### TASK
Without including any images, reproduce each entry exactly.

### AVAILABLE DATA
++++

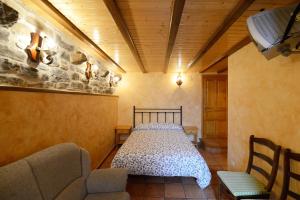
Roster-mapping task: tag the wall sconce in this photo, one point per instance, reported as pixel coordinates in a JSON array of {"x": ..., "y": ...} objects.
[
  {"x": 33, "y": 49},
  {"x": 88, "y": 71},
  {"x": 114, "y": 80},
  {"x": 179, "y": 80},
  {"x": 38, "y": 48}
]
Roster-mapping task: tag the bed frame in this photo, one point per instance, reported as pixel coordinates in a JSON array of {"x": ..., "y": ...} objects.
[{"x": 157, "y": 112}]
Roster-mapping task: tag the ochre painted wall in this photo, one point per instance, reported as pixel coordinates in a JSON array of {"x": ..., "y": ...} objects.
[
  {"x": 264, "y": 100},
  {"x": 159, "y": 90},
  {"x": 31, "y": 121}
]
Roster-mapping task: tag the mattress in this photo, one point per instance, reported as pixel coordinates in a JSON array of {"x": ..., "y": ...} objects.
[{"x": 162, "y": 153}]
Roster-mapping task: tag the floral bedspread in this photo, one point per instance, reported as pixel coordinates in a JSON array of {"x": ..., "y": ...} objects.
[{"x": 162, "y": 153}]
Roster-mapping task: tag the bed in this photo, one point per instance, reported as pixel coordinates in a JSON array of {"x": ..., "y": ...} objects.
[{"x": 161, "y": 149}]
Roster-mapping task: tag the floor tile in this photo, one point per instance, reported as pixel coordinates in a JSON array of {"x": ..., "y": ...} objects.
[
  {"x": 136, "y": 179},
  {"x": 174, "y": 190},
  {"x": 136, "y": 190},
  {"x": 193, "y": 191},
  {"x": 154, "y": 190},
  {"x": 188, "y": 180},
  {"x": 210, "y": 193}
]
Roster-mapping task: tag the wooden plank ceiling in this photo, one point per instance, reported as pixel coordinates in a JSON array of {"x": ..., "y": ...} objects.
[{"x": 166, "y": 35}]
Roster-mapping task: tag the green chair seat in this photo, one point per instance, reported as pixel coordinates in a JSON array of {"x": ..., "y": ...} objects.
[{"x": 242, "y": 184}]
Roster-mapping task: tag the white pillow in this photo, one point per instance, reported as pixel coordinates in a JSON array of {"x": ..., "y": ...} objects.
[{"x": 158, "y": 126}]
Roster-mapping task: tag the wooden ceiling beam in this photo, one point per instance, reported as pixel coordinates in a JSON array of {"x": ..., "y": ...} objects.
[
  {"x": 233, "y": 49},
  {"x": 222, "y": 70},
  {"x": 119, "y": 20},
  {"x": 236, "y": 12},
  {"x": 76, "y": 31},
  {"x": 177, "y": 10}
]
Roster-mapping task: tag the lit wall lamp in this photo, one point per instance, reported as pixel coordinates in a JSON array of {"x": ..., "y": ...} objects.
[
  {"x": 39, "y": 48},
  {"x": 114, "y": 80},
  {"x": 33, "y": 49},
  {"x": 179, "y": 80},
  {"x": 88, "y": 71}
]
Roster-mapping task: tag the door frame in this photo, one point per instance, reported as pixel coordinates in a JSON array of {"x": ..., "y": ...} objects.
[{"x": 203, "y": 100}]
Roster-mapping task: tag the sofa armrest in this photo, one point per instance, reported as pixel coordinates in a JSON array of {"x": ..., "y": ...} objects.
[{"x": 107, "y": 180}]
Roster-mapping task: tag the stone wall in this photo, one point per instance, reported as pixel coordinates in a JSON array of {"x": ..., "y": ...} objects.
[{"x": 17, "y": 70}]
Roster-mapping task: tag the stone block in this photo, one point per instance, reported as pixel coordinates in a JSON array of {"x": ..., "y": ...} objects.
[
  {"x": 65, "y": 56},
  {"x": 4, "y": 34},
  {"x": 77, "y": 85},
  {"x": 78, "y": 58},
  {"x": 59, "y": 75},
  {"x": 8, "y": 67},
  {"x": 64, "y": 65},
  {"x": 64, "y": 45},
  {"x": 61, "y": 85},
  {"x": 75, "y": 76},
  {"x": 29, "y": 72},
  {"x": 13, "y": 81},
  {"x": 12, "y": 54}
]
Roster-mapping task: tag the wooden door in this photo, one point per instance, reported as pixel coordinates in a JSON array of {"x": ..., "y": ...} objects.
[{"x": 215, "y": 107}]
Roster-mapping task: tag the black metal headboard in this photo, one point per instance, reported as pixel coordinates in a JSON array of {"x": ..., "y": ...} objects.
[{"x": 149, "y": 112}]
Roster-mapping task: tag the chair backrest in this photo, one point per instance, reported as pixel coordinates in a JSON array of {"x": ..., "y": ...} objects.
[
  {"x": 288, "y": 174},
  {"x": 270, "y": 176}
]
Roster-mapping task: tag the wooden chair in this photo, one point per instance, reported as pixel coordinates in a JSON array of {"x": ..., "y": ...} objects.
[
  {"x": 288, "y": 174},
  {"x": 242, "y": 185}
]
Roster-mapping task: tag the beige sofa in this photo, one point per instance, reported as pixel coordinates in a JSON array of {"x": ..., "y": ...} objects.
[{"x": 61, "y": 172}]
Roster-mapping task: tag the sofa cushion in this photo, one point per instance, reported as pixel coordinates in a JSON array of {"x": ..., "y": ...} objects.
[
  {"x": 55, "y": 168},
  {"x": 74, "y": 191},
  {"x": 109, "y": 196},
  {"x": 17, "y": 182}
]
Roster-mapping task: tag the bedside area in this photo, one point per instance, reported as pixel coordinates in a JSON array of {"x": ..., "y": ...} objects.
[
  {"x": 122, "y": 130},
  {"x": 191, "y": 130}
]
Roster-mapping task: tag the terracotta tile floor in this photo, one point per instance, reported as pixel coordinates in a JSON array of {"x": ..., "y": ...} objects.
[{"x": 175, "y": 188}]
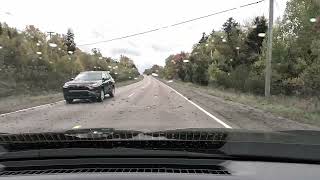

++++

### ANSWER FOR THIS EXERCISE
Roster-mapping task: tag the wall sconce in this photo, one point per instance, reported as pixel coordinates in a JSON array of {"x": ..., "y": ...} objects.
[
  {"x": 33, "y": 49},
  {"x": 88, "y": 71},
  {"x": 114, "y": 80},
  {"x": 179, "y": 80},
  {"x": 38, "y": 48}
]
Roster-mapping task: tag the bed frame in this photo, one point per instance, reported as pixel coordinates in a JSON array of {"x": ..., "y": ...} objects.
[{"x": 157, "y": 112}]
Roster-mapping task: tag the ochre painted wall in this photo, one point per instance, reported as pixel coordinates in a JSON array of {"x": ..., "y": ...} objects.
[
  {"x": 264, "y": 100},
  {"x": 159, "y": 90},
  {"x": 31, "y": 121}
]
Roster-mapping task: tag the mattress in this photo, one point per instance, reported as pixel coordinates in a JSON array of {"x": ..., "y": ...} objects.
[{"x": 162, "y": 153}]
Roster-mapping task: tag the floral bedspread in this photo, one point per instance, reported as pixel coordinates in a JSON array of {"x": ..., "y": ...} objects.
[{"x": 162, "y": 153}]
Roster-mapping task: tag the bed in this photo, one point per instance, reported as pixel coordinates in a JSON array of {"x": ..., "y": ...} objects.
[{"x": 161, "y": 149}]
Roster-mapping task: tag the floor tile in this photo, one point per instance, reported as pixel coordinates in a JSON array of {"x": ..., "y": ...} objects.
[
  {"x": 136, "y": 179},
  {"x": 174, "y": 190},
  {"x": 136, "y": 190},
  {"x": 193, "y": 191},
  {"x": 154, "y": 190},
  {"x": 188, "y": 180},
  {"x": 210, "y": 193}
]
Roster-mapping task: tag the wooden plank ceiling in this photo, one point per instance, reported as pixel coordinates in a JSON array of {"x": ..., "y": ...} objects.
[{"x": 166, "y": 35}]
Roster-mapping task: tag the green chair seat in this photo, one point per instance, reported as pixel coordinates in a JSON array of {"x": ..., "y": ...} objects.
[{"x": 242, "y": 184}]
Roster-mapping task: tag the white pillow in this photo, one point per instance, reported as pixel coordinates in a JSON array of {"x": ..., "y": ...} objects.
[{"x": 158, "y": 126}]
Roster-mapping task: tag the wooden ceiling beam in this photo, one point per instance, reported as pixel coordinates in a JSON array of {"x": ..., "y": ...} objects.
[
  {"x": 233, "y": 49},
  {"x": 222, "y": 70},
  {"x": 119, "y": 20},
  {"x": 236, "y": 12},
  {"x": 76, "y": 31},
  {"x": 177, "y": 10}
]
Roster-mapping task: tag the lit wall lamp in this photo, one point per instance, reported as pixel coordinates in a JSON array of {"x": ..., "y": ...} objects.
[
  {"x": 39, "y": 48},
  {"x": 114, "y": 80},
  {"x": 33, "y": 49},
  {"x": 179, "y": 80},
  {"x": 88, "y": 71}
]
Roster-mapping task: tag the door frame in this photo, one point per instance, reported as pixel coordinates in a JSON array of {"x": ..., "y": ...} objects.
[{"x": 203, "y": 100}]
Roster-mapping task: tag the sofa armrest in this photo, one point per instance, reported as pixel coordinates in a JSON array of {"x": ..., "y": ...} objects.
[{"x": 107, "y": 180}]
Roster-mapping task: tag the stone wall in this photo, one point per instance, reported as pixel coordinates in a JSON array of {"x": ..., "y": ...} objects.
[{"x": 17, "y": 70}]
Roster-mapping task: tag the stone block in this photo, one point per instance, reported as pixel coordinates in a JSON array of {"x": ..., "y": ...} objects.
[
  {"x": 65, "y": 56},
  {"x": 4, "y": 34},
  {"x": 77, "y": 85},
  {"x": 78, "y": 58},
  {"x": 59, "y": 75},
  {"x": 8, "y": 67},
  {"x": 64, "y": 65},
  {"x": 64, "y": 45},
  {"x": 61, "y": 85},
  {"x": 75, "y": 76},
  {"x": 29, "y": 72},
  {"x": 13, "y": 81},
  {"x": 12, "y": 54}
]
Roster-mapping task: tag the wooden door in this photo, one point per instance, reported as pixel coordinates in a JSON array of {"x": ..., "y": ...} objects.
[{"x": 215, "y": 107}]
Roster-mapping task: tag the black metal headboard in this photo, one point per instance, reported as pixel coordinates in a JSON array of {"x": ..., "y": ...} objects.
[{"x": 149, "y": 112}]
Roster-mapping task: tag the chair backrest in this photo, one point per instance, reported as pixel coordinates in a JSON array of {"x": ..., "y": ...} objects.
[
  {"x": 288, "y": 174},
  {"x": 270, "y": 176}
]
Roster-mapping task: tag the wooden chair in this photo, one point per instance, reported as pixel coordinates in a JSON array of {"x": ..., "y": ...} objects.
[
  {"x": 288, "y": 174},
  {"x": 242, "y": 185}
]
Roster-mapping task: tag the beige sofa in this photo, one point per instance, reported as pixel coordinates in a JSON array of {"x": ..., "y": ...} objects.
[{"x": 61, "y": 172}]
Roster-mapping task: tag the sofa cushion in this photo, one point per instance, reported as pixel coordinates in a JSON array of {"x": ..., "y": ...} objects.
[
  {"x": 55, "y": 168},
  {"x": 74, "y": 191},
  {"x": 109, "y": 196},
  {"x": 17, "y": 182}
]
Roster-mapping task: tag the bedside area in this photo, one point per instance, reported as pixel coordinates in a JSON array of {"x": ..., "y": ...} objects.
[
  {"x": 122, "y": 130},
  {"x": 191, "y": 130}
]
Roster-mapping task: tag the terracotta tile floor in this photo, one point per instance, reported as pixel coordinates in a JSON array of {"x": ..., "y": ...} objects.
[{"x": 175, "y": 188}]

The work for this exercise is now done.